#### [Fragmento seleccionado]
--
El espíritu benedictino tiende más bien a formar cristianos que practiquen en alto grado todas las virtudes, pero sin cultivar con preferencia una de un modo especial. Nuestro Patriarca en esto se separa de algunas teorías comúnmente aceptadas por los Padres del yermo y por la ascética oriental acerca de las prácticas aflictivas. Sin despreciar, como acabamos de ver, la mortificación externa, todos los esfuerzos de su ascesis los hace converger sobre la humildad y la obediencia. De ellas principalmente hace depender la destrucción del «hombre viejo», necesaria para la unión del alma con Dios (Cfr. Rom 6,6 ). [Cfr. D. G. Morin, El Ideal monástico, cap. III, Hacer Penitencia, que caracteriza perfectamente el método de san Benito en este particular].
Finalmente debemos persuadirnos bien –sobre todo por lo que atañe a la mortificación externa– que, aunque la renuncia de sí mismo es un medio indispensable, las diversas prácticas aflictivas con que se ejercita no tienen en sí mismas, en el plan propio del cristianismo, ningún valor. Su valor les viene de la unión, por la fe y el amor, a los sufrimientos y expiación de Jesucristo.
--
#### [Datos aportados]
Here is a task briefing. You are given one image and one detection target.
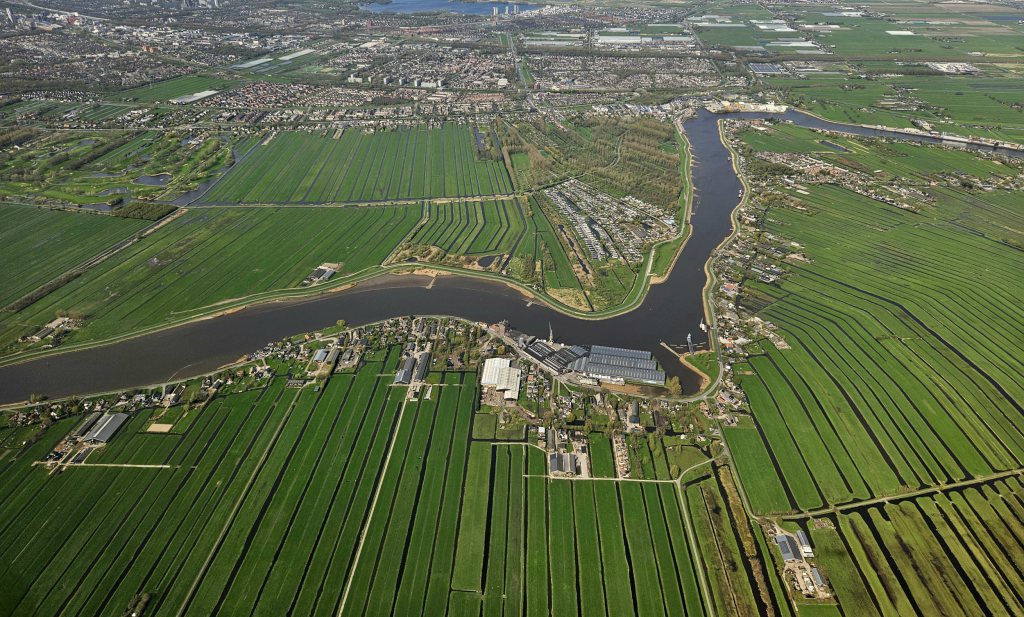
--
#### [Lo que se pide]
Cita textualmente, del fragmento sobre el espíritu benedictino, todo lo que va desde "El espíritu benedictino" hasta "en este particular].".

#### [La respuesta]
El espíritu benedictino tiende más bien a formar cristianos que practiquen en alto grado todas las virtudes, pero sin cultivar con preferencia una de un modo especial. Nuestro Patriarca en esto se separa de algunas teorías comúnmente aceptadas por los Padres del yermo y por la ascética oriental acerca de las prácticas aflictivas. Sin despreciar, como acabamos de ver, la mortificación externa, todos los esfuerzos de su ascesis los hace converger sobre la humildad y la obediencia. De ellas principalmente hace depender la destrucción del «hombre viejo», necesaria para la unión del alma con Dios (Cfr. Rom 6,6 ). [Cfr. D. G. Morin, El Ideal monástico, cap. III, Hacer Penitencia, que caracteriza perfectamente el método de san Benito en este particular].